练习题目:
[1] 把阅读材料中从“自中原文化进入贵州以后,以儒”开始、到“程曲折,经验教训也十分深刻。”结束的部分一字不差地抄写下来。
[2] 按照阅读材料的说法,贵州建省已有多少年?

阅读材料:
━━━━━━━━━━━━━━━━━━━━
文Ⅰ张羽琼
(作者系贵州师范大学历史系教授 责任编辑/李坤)
自中原文化进入贵州以后,以儒学为核心内容的形式化教育与少数民族原始形态教育的碰撞、交流与融合就一直成为贵州教育发展的主线。
贵州建省六百年来,中原大传统文化与区域小传统文化碰撞交融,儒学教育与少数民族原始形态教育并行发展,构成了贵州教育多元发展的区域特色。贵州教育的发展,既是贵州经济社会发展的重要表现,也是贵州区域文化赖以薪火相传、继往开来的重要保证。建省六百年来,贵州教育的发展,不断改善和优化着贵州的社会结构、涵养和提升着贵州人的文化精神。时至今日,教育发展已成为贵州现代化建设的重要内容,并以其强大的社会功能影响着贵州经济社会的发展走向。
贵州教育发展史是中国教育发展史的一个重要组成部分。从历史上看,贵州同全国其他地区一样,教育发展内容丰富,历程曲折,经验教训也十分深刻。
━━━━━━━━━━━━━━━━━━━━
数据:
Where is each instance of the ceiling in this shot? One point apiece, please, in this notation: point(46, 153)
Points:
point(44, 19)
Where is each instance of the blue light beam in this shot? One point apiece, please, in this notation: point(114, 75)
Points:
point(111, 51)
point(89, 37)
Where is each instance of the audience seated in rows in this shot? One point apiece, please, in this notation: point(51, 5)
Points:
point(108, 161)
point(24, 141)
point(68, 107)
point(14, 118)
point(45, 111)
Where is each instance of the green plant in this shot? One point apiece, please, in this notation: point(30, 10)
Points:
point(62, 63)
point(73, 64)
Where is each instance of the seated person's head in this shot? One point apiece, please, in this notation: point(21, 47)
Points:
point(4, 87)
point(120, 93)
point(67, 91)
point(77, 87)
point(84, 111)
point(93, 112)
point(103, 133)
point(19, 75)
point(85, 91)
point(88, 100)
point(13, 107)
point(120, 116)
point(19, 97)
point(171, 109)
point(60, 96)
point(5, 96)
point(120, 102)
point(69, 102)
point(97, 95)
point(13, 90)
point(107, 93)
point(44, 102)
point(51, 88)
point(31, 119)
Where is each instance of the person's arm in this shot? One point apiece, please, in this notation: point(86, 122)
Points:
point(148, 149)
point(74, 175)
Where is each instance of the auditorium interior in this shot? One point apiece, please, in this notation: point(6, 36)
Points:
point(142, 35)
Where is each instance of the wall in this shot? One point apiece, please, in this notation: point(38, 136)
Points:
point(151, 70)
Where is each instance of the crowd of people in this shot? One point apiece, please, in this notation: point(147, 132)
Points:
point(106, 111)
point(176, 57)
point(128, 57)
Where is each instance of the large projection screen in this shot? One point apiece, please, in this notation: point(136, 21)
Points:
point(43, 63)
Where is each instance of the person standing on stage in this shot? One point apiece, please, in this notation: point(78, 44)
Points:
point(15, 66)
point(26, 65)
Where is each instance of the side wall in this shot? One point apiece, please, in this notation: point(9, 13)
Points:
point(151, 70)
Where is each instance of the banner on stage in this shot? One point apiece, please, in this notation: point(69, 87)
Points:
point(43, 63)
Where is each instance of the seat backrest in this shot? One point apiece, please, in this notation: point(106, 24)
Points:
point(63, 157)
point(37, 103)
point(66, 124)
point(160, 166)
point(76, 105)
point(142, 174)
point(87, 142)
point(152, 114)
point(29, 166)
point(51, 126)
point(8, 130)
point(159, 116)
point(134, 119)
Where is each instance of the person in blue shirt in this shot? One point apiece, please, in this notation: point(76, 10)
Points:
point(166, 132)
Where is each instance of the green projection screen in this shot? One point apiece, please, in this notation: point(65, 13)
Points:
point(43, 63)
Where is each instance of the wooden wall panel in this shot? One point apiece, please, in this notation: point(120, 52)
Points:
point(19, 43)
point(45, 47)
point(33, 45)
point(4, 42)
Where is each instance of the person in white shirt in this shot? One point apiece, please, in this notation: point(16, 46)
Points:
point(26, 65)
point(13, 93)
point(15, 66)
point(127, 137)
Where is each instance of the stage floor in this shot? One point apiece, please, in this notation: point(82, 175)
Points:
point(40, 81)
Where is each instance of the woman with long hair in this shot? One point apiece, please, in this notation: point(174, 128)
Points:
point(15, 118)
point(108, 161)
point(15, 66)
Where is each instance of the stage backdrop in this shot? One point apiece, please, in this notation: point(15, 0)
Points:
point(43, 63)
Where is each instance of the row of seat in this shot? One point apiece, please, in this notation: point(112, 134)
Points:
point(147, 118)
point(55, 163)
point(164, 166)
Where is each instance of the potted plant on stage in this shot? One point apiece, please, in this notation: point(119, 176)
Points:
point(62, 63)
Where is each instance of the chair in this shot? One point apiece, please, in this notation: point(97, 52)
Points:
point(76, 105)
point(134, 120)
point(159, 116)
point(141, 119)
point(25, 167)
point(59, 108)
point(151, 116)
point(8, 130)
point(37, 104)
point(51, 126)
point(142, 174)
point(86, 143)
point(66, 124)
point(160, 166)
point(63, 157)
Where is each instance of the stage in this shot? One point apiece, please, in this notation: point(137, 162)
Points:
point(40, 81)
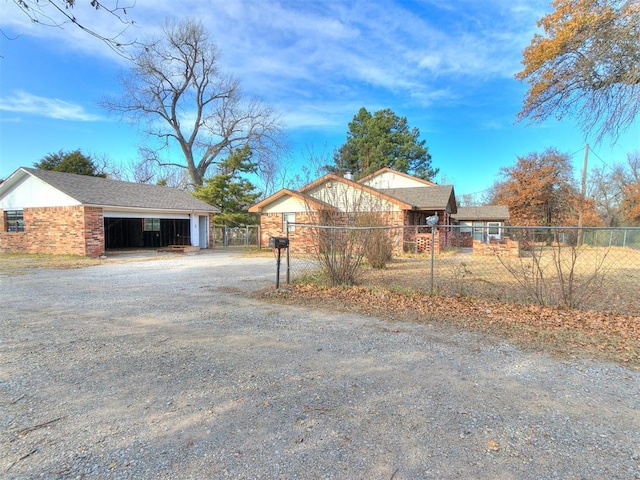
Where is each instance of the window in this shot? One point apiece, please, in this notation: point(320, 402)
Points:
point(14, 221)
point(287, 219)
point(151, 224)
point(494, 228)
━━━━━━━━━━━━━━━━━━━━
参考答案:
[1]
自中原文化进入贵州以后,以儒学为核心内容的形式化教育与少数民族原始形态教育的碰撞、交流与融合就一直成为贵州教育发展的主线。
贵州建省六百年来,中原大传统文化与区域小传统文化碰撞交融,儒学教育与少数民族原始形态教育并行发展,构成了贵州教育多元发展的区域特色。贵州教育的发展,既是贵州经济社会发展的重要表现,也是贵州区域文化赖以薪火相传、继往开来的重要保证。建省六百年来,贵州教育的发展,不断改善和优化着贵州的社会结构、涵养和提升着贵州人的文化精神。时至今日,教育发展已成为贵州现代化建设的重要内容,并以其强大的社会功能影响着贵州经济社会的发展走向。
贵州教育发展史是中国教育发展史的一个重要组成部分。从历史上看,贵州同全国其他地区一样,教育发展内容丰富,历程曲折,经验教训也十分深刻。

[2] 六百年。